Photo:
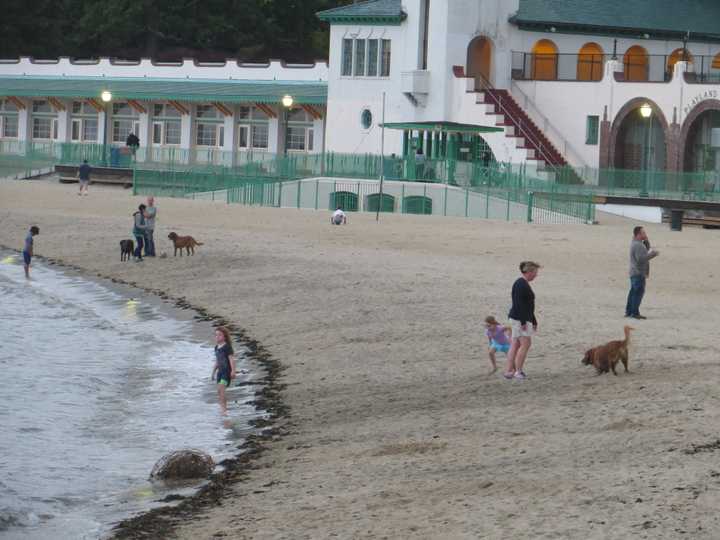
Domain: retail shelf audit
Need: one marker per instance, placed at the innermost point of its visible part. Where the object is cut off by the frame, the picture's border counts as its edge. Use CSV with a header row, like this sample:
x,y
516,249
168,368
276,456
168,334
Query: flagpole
x,y
382,160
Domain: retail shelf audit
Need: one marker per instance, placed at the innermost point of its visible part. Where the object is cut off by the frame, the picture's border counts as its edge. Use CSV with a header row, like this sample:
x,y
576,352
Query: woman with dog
x,y
224,364
522,320
139,231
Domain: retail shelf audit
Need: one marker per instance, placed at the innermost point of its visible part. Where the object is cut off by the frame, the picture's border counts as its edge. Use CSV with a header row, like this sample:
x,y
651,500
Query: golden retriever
x,y
187,243
605,357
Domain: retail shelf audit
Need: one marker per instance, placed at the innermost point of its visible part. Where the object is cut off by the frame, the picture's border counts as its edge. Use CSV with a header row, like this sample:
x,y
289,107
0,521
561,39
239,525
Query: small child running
x,y
498,339
224,364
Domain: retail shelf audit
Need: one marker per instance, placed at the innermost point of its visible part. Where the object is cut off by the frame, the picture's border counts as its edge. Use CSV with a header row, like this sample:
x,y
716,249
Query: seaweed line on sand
x,y
159,522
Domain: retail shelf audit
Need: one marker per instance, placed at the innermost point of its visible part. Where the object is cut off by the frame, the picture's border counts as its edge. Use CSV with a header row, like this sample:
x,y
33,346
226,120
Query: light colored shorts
x,y
517,330
501,347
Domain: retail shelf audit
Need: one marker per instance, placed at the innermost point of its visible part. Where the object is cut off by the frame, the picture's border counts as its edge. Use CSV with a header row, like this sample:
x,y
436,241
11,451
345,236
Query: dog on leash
x,y
605,357
126,249
187,243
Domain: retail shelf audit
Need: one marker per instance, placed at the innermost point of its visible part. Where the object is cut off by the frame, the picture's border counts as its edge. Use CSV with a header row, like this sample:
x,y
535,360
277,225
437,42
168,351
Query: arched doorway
x,y
639,143
636,64
479,61
544,61
701,151
676,56
590,62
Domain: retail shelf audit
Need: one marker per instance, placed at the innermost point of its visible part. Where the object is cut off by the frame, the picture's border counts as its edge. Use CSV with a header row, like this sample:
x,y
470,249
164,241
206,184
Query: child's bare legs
x,y
525,343
493,362
222,399
514,346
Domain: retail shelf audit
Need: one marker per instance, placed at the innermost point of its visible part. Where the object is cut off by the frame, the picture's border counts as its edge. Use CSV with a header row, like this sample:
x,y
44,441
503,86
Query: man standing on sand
x,y
640,256
84,177
28,249
150,215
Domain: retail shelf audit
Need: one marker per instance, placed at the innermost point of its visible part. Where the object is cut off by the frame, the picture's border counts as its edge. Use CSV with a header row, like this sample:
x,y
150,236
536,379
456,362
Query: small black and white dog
x,y
126,249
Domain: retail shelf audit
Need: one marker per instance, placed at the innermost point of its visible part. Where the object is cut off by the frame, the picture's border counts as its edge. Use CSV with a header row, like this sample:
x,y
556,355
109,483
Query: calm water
x,y
96,387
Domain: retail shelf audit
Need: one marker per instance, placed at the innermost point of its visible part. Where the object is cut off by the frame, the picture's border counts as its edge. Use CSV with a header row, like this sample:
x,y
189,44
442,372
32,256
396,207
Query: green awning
x,y
192,90
372,12
447,127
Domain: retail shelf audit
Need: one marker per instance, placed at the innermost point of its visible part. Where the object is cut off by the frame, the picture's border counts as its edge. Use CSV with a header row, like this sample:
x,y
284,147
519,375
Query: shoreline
x,y
159,522
396,430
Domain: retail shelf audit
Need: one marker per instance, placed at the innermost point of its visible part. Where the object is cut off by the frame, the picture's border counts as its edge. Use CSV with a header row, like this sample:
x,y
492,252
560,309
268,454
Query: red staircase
x,y
522,127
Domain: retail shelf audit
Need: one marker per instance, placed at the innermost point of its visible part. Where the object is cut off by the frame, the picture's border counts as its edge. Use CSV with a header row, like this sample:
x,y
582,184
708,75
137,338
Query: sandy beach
x,y
394,428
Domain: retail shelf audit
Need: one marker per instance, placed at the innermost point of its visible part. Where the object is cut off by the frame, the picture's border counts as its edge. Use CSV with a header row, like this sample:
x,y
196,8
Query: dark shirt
x,y
132,140
84,171
523,308
222,357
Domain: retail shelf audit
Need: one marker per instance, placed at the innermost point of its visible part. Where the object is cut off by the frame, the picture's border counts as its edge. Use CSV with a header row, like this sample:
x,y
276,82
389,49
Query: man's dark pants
x,y
637,290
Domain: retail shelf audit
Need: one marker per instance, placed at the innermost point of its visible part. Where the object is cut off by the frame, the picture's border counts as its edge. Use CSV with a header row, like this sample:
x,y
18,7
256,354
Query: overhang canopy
x,y
379,12
657,18
443,127
188,90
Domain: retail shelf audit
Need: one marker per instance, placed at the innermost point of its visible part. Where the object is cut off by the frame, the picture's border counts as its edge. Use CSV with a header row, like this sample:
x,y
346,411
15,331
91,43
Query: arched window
x,y
636,64
676,56
544,61
590,62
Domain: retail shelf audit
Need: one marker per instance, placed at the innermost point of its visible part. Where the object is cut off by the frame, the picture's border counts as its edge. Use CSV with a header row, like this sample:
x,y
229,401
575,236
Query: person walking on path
x,y
640,255
224,370
28,249
522,320
498,339
139,231
84,177
150,216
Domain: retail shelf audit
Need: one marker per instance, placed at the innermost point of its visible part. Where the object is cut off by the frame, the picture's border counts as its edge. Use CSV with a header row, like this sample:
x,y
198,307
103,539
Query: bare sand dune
x,y
395,429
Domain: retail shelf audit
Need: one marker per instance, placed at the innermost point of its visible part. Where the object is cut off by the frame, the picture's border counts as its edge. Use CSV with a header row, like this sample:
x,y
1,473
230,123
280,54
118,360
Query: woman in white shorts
x,y
522,320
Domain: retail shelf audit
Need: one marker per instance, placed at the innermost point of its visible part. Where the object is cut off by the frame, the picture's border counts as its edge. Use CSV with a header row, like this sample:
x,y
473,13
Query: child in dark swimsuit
x,y
224,370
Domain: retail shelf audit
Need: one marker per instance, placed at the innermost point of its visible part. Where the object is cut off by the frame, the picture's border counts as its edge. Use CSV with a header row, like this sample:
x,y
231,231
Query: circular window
x,y
366,119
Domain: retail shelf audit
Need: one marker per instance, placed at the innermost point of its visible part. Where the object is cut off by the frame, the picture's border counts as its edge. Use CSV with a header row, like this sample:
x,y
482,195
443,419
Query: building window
x,y
254,130
359,69
8,120
385,58
167,125
300,135
42,128
366,58
373,49
592,127
347,58
366,119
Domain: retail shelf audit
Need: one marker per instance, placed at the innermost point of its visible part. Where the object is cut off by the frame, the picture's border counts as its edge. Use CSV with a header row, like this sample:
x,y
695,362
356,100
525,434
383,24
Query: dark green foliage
x,y
210,30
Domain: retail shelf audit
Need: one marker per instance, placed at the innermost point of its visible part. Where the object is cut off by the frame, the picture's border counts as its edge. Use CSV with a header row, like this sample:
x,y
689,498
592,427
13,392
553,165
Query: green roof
x,y
370,12
193,90
449,127
658,18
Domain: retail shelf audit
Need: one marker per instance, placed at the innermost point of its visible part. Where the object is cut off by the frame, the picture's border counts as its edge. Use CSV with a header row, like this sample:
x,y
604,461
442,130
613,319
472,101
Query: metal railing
x,y
563,67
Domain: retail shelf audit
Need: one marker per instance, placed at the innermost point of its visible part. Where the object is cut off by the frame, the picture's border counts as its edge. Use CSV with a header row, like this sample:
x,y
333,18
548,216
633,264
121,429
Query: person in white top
x,y
338,217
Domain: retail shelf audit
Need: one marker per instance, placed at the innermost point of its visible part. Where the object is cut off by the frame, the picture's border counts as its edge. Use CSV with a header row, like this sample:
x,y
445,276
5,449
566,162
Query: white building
x,y
565,79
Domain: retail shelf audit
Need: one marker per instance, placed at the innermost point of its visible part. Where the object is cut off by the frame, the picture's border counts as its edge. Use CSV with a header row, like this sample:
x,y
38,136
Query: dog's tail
x,y
628,329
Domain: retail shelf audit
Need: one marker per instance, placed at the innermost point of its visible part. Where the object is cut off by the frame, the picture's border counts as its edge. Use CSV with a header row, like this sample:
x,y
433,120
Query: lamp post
x,y
646,113
106,97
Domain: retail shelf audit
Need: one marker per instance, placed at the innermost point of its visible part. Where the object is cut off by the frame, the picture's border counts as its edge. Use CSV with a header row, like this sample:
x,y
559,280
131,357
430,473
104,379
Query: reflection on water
x,y
96,387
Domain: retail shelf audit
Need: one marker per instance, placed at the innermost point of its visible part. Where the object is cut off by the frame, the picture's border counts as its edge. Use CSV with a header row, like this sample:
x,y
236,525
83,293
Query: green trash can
x,y
676,220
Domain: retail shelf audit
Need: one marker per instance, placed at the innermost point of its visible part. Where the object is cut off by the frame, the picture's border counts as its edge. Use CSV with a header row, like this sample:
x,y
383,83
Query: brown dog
x,y
187,243
126,249
605,357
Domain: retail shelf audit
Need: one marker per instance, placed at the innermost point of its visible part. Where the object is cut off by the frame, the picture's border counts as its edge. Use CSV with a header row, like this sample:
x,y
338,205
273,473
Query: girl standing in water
x,y
224,364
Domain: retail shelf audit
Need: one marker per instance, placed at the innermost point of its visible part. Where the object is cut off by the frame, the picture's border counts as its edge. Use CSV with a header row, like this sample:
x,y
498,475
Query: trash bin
x,y
676,220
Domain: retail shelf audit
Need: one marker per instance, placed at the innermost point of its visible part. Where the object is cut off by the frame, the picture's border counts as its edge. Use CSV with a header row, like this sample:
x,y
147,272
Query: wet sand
x,y
394,430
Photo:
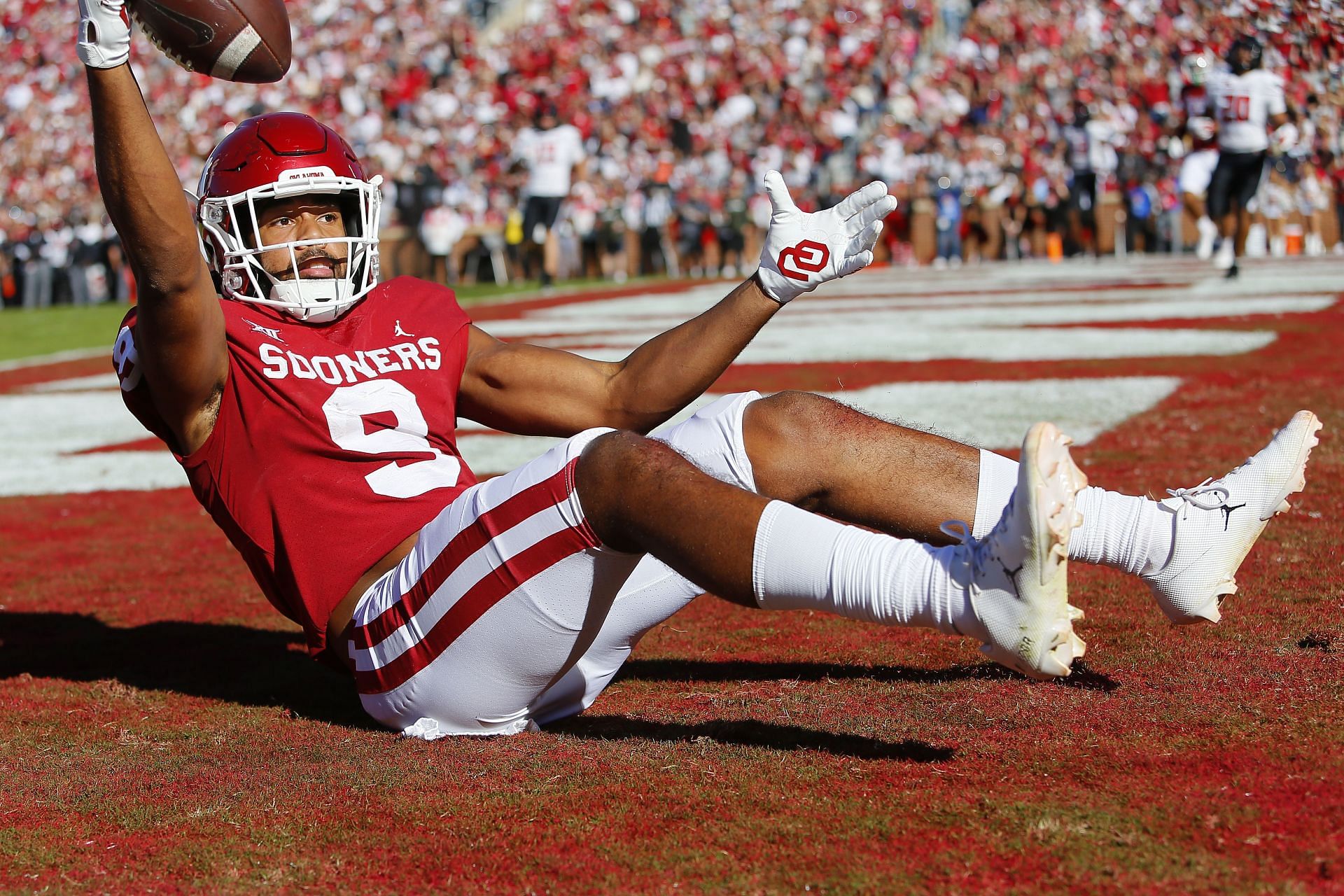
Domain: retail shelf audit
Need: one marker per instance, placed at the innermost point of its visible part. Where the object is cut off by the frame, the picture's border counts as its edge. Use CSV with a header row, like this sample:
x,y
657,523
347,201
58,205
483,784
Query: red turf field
x,y
164,732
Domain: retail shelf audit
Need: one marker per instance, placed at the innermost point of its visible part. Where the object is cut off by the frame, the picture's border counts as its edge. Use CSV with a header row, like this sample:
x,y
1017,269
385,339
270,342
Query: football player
x,y
1247,101
1198,164
554,155
314,409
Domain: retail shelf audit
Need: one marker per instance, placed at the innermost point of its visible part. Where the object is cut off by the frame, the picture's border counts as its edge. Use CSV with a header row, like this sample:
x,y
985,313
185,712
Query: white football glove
x,y
1284,137
104,34
804,250
1202,127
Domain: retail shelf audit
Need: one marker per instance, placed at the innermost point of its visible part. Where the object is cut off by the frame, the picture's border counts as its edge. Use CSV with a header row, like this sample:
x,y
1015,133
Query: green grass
x,y
33,333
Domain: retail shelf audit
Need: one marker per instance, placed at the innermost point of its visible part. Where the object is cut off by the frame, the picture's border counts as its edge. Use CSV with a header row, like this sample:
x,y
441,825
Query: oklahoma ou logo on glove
x,y
804,250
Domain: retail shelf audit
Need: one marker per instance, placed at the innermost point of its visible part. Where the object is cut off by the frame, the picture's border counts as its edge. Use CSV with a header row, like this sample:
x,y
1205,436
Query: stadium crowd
x,y
964,108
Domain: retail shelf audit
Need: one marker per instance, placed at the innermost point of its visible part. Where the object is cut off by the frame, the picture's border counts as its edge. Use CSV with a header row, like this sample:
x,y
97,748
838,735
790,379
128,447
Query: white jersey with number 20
x,y
1243,105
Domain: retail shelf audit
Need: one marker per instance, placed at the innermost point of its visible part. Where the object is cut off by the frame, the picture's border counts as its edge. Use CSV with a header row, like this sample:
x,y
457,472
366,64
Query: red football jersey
x,y
1194,99
334,444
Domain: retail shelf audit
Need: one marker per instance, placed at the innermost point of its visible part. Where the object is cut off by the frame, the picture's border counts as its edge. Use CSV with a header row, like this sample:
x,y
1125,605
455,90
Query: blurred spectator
x,y
682,104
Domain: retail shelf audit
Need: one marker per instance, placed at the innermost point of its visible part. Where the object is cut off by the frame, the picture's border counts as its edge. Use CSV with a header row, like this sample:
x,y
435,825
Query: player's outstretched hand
x,y
804,250
104,34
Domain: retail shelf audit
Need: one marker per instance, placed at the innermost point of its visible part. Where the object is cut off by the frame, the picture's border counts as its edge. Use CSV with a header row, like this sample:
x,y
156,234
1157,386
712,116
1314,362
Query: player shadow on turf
x,y
749,732
232,663
258,668
1082,678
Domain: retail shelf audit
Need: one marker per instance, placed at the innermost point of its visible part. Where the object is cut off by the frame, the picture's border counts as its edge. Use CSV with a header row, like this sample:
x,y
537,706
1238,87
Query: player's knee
x,y
790,418
615,468
784,435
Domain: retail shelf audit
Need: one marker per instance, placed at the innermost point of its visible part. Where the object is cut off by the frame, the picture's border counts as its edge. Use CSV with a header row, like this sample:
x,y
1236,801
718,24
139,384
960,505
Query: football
x,y
245,41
● ● ● ●
Copy out exactly the lines that begin at the one with "Query: player shadow on turf" and end at the close of the material above; nothing else belongs in the answer.

Query: player shadow on turf
x,y
749,732
232,663
258,668
1082,678
Domain: retail shelf audit
Need: one marker per instance, placed at the innermost point of its visible part. Where the object is cut off by the frame, the picture's border counts as its edge. Use CSV with a header row, like this sample:
x,y
537,706
1238,87
Query: player's knee
x,y
790,418
615,468
784,435
Domain: retail shelf audit
Need: one marker per instance, placed at the innermost point of its visible part. Where the object is cut off by the frame, the picture's border counts as its edge. Use CSV with a header row, like this sample:
x,y
1236,801
718,24
139,384
960,505
Query: football
x,y
245,41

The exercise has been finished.